▸ Task brief: Your response should be an exact reproduction of the data below, beginning at the line containing "Task: tag one point per instance of the patterned blouse" and ending with the final line.
---- Working data
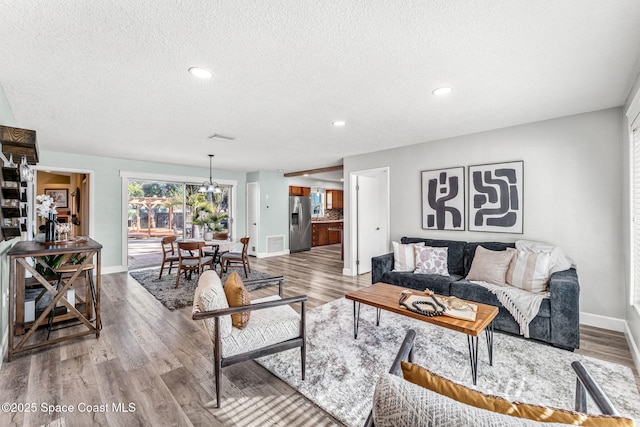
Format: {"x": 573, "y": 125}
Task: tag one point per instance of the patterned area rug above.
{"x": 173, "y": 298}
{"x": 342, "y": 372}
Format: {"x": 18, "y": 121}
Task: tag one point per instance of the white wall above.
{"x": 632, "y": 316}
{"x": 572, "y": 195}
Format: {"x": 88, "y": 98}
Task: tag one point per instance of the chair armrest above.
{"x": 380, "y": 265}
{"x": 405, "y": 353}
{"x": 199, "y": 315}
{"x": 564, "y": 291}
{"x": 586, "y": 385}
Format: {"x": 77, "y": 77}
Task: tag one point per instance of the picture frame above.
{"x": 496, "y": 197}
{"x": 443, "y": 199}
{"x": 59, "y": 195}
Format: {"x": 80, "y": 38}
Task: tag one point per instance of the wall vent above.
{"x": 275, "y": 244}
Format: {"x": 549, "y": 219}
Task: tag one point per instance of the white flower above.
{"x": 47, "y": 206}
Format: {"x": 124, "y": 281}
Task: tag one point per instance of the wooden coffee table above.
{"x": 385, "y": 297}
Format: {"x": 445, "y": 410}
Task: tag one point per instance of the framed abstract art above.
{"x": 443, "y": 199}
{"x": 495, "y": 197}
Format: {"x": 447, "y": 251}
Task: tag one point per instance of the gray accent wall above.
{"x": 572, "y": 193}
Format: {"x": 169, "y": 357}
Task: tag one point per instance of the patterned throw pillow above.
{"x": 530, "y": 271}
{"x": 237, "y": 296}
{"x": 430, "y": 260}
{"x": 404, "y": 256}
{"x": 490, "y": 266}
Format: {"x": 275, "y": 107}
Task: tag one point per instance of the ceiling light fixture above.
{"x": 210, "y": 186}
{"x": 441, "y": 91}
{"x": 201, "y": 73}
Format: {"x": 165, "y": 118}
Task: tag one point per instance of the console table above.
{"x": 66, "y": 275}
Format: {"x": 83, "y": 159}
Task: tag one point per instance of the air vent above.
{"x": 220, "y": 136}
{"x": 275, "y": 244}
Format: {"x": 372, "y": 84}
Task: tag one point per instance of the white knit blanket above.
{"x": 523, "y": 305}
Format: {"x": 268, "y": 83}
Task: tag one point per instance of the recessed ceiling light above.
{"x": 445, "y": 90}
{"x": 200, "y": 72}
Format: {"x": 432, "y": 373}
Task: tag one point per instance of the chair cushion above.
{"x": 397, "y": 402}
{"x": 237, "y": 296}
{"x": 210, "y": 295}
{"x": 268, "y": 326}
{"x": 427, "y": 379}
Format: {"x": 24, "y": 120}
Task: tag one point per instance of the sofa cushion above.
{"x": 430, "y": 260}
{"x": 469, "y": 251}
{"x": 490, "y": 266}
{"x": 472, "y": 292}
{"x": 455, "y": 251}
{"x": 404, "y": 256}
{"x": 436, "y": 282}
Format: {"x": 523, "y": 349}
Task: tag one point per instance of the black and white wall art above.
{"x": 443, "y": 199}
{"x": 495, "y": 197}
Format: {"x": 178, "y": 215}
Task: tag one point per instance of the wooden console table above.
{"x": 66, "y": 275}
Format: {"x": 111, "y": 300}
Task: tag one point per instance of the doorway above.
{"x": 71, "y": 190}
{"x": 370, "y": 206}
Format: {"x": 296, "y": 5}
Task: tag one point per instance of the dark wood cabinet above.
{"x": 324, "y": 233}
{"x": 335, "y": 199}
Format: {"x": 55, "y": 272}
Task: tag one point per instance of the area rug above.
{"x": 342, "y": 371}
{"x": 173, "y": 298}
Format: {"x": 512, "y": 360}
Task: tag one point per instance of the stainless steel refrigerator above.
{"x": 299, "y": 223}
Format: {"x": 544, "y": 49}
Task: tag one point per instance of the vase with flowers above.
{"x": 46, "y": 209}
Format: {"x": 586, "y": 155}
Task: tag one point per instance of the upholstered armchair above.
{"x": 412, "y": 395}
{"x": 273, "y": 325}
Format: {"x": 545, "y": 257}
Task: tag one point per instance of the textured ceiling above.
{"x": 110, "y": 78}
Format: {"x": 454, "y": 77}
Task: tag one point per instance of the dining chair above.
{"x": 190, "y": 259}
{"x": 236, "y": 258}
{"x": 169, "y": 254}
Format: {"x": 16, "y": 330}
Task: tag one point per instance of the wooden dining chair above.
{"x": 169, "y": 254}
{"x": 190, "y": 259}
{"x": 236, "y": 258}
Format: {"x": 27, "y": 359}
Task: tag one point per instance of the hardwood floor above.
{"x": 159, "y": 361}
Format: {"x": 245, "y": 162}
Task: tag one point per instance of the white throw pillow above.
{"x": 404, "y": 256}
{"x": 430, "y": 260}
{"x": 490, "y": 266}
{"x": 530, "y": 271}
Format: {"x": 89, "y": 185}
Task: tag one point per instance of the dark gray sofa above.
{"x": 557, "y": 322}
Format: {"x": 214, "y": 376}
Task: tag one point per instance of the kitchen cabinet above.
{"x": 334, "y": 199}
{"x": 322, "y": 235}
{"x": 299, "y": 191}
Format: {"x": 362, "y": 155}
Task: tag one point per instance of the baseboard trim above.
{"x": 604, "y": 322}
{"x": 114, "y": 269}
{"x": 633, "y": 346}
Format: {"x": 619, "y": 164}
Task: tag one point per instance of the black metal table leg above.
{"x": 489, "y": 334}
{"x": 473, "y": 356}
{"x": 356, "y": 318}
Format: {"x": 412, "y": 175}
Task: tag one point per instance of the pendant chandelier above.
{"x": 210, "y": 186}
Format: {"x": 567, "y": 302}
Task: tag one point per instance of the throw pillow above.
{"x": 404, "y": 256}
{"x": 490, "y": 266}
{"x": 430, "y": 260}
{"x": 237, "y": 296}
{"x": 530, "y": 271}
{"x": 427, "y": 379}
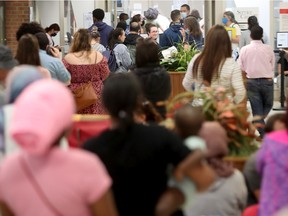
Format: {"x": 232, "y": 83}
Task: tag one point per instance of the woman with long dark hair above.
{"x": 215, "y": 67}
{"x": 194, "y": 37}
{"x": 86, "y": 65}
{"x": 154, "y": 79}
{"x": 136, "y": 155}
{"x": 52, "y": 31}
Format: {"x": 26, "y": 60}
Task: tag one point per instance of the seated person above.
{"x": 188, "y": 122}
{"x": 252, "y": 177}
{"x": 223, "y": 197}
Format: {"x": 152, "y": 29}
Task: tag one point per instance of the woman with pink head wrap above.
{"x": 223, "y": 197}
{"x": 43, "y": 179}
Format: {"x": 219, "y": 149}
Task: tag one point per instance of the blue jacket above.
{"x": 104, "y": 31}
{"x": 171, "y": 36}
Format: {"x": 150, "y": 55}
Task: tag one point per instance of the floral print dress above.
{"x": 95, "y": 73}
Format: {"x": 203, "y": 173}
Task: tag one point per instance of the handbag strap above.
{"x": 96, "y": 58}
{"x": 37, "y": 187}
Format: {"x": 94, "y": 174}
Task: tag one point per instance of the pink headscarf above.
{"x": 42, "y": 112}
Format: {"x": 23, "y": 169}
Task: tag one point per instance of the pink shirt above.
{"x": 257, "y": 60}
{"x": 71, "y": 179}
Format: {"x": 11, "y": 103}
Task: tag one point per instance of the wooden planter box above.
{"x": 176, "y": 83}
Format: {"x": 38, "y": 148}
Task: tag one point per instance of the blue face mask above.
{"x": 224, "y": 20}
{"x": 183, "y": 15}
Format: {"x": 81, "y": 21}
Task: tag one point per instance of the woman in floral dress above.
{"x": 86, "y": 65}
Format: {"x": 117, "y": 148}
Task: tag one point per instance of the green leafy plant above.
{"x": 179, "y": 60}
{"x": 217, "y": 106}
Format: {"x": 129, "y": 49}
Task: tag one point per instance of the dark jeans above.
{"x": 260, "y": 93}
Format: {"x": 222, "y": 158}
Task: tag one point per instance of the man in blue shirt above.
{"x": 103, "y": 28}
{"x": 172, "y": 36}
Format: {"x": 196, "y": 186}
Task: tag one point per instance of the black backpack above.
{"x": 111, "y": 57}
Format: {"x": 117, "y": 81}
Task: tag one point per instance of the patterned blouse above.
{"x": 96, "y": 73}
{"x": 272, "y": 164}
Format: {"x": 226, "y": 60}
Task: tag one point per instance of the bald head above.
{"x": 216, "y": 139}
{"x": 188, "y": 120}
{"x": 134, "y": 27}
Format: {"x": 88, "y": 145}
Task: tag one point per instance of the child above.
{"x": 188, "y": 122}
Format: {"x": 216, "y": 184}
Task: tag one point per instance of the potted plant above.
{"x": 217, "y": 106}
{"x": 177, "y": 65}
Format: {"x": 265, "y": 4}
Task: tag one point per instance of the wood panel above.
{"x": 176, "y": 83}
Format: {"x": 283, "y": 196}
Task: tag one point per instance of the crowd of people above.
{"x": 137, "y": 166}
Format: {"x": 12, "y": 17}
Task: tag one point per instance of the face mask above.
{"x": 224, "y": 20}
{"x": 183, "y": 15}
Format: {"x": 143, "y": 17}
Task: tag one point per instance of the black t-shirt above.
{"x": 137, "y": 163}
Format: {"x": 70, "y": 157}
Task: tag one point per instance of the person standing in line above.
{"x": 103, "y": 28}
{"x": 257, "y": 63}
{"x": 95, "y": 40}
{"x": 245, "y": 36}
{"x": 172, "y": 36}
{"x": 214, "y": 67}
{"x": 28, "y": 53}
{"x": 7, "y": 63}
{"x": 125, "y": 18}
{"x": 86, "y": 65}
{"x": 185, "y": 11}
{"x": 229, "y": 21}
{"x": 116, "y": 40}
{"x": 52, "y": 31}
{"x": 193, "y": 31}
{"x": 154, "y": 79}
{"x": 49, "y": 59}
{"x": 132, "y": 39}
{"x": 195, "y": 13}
--------
▸ Answer to the problem:
Task: tag one point per instance of the patterned blouse above.
{"x": 96, "y": 73}
{"x": 272, "y": 164}
Format: {"x": 226, "y": 60}
Task: tag one point per instance of the bald head above.
{"x": 216, "y": 139}
{"x": 188, "y": 120}
{"x": 134, "y": 27}
Format: {"x": 88, "y": 145}
Task: tag one point per instance of the child above.
{"x": 188, "y": 122}
Format: {"x": 216, "y": 184}
Task: tag one point per instance of the potted plant above.
{"x": 217, "y": 106}
{"x": 177, "y": 65}
Format: {"x": 265, "y": 4}
Task: tag one point per instance of the wood panel above.
{"x": 176, "y": 83}
Format: {"x": 283, "y": 196}
Task: tag one point per instance of the crowd of people above.
{"x": 137, "y": 166}
Format: {"x": 12, "y": 17}
Task: tag one point per instance of the face mask above.
{"x": 224, "y": 20}
{"x": 183, "y": 15}
Format: {"x": 143, "y": 17}
Task: tag one point per instance of the black t-shirt above.
{"x": 137, "y": 163}
Format: {"x": 70, "y": 157}
Task: tag one point per instance of the person standing in line above.
{"x": 103, "y": 28}
{"x": 257, "y": 63}
{"x": 95, "y": 40}
{"x": 245, "y": 36}
{"x": 172, "y": 36}
{"x": 214, "y": 67}
{"x": 28, "y": 53}
{"x": 7, "y": 63}
{"x": 125, "y": 18}
{"x": 86, "y": 65}
{"x": 185, "y": 11}
{"x": 229, "y": 21}
{"x": 116, "y": 40}
{"x": 52, "y": 31}
{"x": 193, "y": 31}
{"x": 154, "y": 79}
{"x": 49, "y": 59}
{"x": 132, "y": 39}
{"x": 195, "y": 13}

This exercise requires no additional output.